*** Opening Data under study ***
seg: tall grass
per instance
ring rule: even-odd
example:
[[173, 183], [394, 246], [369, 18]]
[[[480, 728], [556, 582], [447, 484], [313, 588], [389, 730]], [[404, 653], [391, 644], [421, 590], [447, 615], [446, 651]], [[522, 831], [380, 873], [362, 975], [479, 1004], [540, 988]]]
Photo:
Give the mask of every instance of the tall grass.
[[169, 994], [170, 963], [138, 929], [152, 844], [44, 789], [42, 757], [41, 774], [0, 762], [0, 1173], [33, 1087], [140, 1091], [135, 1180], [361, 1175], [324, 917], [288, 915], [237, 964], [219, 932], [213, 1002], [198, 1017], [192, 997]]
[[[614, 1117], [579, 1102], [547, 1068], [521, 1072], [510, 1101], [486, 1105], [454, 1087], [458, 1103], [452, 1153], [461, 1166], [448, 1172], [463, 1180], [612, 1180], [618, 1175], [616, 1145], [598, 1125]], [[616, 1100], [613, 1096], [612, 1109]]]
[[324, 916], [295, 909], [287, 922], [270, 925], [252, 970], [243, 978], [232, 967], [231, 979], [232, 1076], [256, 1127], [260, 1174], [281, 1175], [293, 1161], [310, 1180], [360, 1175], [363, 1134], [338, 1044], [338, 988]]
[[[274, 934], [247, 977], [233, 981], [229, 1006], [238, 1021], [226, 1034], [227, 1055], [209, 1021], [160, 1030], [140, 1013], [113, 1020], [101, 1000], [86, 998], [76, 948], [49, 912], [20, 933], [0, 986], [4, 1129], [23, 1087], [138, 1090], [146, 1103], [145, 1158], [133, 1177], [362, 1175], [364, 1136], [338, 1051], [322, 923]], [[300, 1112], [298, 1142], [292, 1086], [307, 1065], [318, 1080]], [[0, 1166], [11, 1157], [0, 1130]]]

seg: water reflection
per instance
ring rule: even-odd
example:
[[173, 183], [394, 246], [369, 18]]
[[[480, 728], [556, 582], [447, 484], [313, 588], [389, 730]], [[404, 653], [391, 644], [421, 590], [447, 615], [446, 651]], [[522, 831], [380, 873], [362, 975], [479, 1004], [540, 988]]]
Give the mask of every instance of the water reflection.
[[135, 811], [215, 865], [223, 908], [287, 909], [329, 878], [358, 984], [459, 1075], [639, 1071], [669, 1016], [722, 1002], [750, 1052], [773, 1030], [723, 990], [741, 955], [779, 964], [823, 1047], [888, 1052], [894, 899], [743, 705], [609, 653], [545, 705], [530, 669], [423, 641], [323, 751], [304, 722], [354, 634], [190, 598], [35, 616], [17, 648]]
*** Closing Data under study ***
◆ To do ◆
Each line of the data should be reproduced exactly as it appears.

◆ Your response ◆
seg: tall grass
per instance
ring rule: even-odd
example:
[[173, 183], [394, 246], [369, 18]]
[[[480, 728], [556, 582], [447, 484], [313, 588], [389, 730]], [[404, 653], [391, 644], [421, 590], [447, 615], [446, 651]], [[522, 831], [380, 873], [362, 975], [479, 1004], [540, 988]]]
Photo:
Give the mask of every instance of the tall grass.
[[169, 994], [170, 963], [138, 929], [152, 844], [44, 789], [42, 757], [41, 774], [0, 762], [0, 1173], [33, 1087], [140, 1091], [135, 1180], [361, 1175], [324, 917], [288, 915], [237, 964], [219, 932], [213, 1002], [198, 1017], [192, 997]]
[[[614, 1117], [579, 1102], [547, 1068], [521, 1072], [510, 1101], [486, 1105], [454, 1087], [458, 1103], [452, 1153], [461, 1166], [448, 1172], [463, 1180], [612, 1180], [618, 1175], [616, 1145], [598, 1125]], [[616, 1100], [613, 1096], [612, 1109]]]
[[324, 916], [295, 909], [287, 922], [270, 925], [252, 970], [243, 978], [232, 967], [231, 979], [232, 1076], [256, 1127], [260, 1174], [281, 1175], [293, 1161], [310, 1180], [360, 1175], [363, 1134], [338, 1044], [338, 988]]
[[[274, 934], [247, 977], [233, 981], [229, 1006], [238, 1021], [226, 1034], [227, 1055], [209, 1021], [160, 1030], [140, 1013], [113, 1020], [101, 1000], [86, 998], [76, 948], [49, 912], [20, 933], [0, 986], [4, 1129], [23, 1087], [138, 1090], [146, 1103], [145, 1158], [133, 1177], [362, 1175], [364, 1136], [338, 1051], [322, 923]], [[300, 1112], [298, 1142], [292, 1086], [307, 1065], [318, 1080]], [[0, 1166], [11, 1157], [0, 1130]]]

seg: water reflection
per instance
ring rule: even-odd
example:
[[173, 183], [394, 246], [369, 18]]
[[[480, 728], [556, 582], [447, 484], [313, 588], [389, 730]], [[404, 653], [391, 644], [421, 590], [447, 615], [446, 651]], [[522, 831], [380, 873], [362, 975], [479, 1004], [540, 988]]]
Give the mask of every instance of the water reflection.
[[135, 811], [215, 865], [223, 908], [287, 909], [329, 878], [358, 984], [459, 1075], [639, 1071], [669, 1016], [722, 1002], [750, 1052], [773, 1030], [723, 990], [741, 955], [779, 964], [823, 1047], [888, 1052], [894, 899], [743, 705], [609, 653], [545, 705], [530, 669], [423, 641], [323, 751], [304, 722], [354, 634], [190, 598], [35, 616], [17, 648]]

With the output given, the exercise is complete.